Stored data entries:
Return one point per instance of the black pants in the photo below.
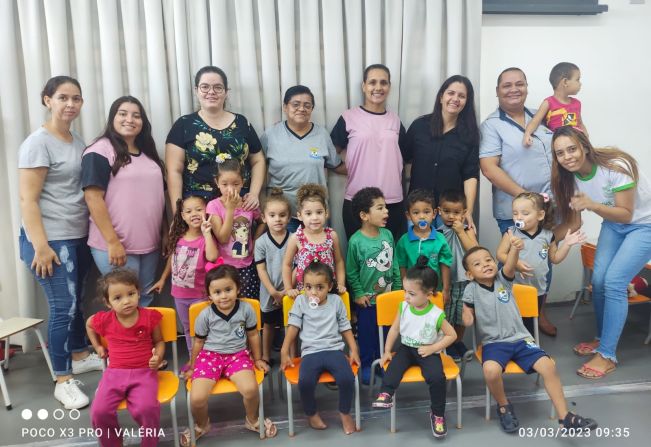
(432, 370)
(397, 222)
(336, 363)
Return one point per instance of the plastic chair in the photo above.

- _Problem description_
Reprint all the data above verbatim, excluding pictures.

- _Result below_
Return one point per instance of the black pants in the photo below.
(432, 370)
(397, 222)
(336, 363)
Return one point per instance of the plastic chair in the photo above.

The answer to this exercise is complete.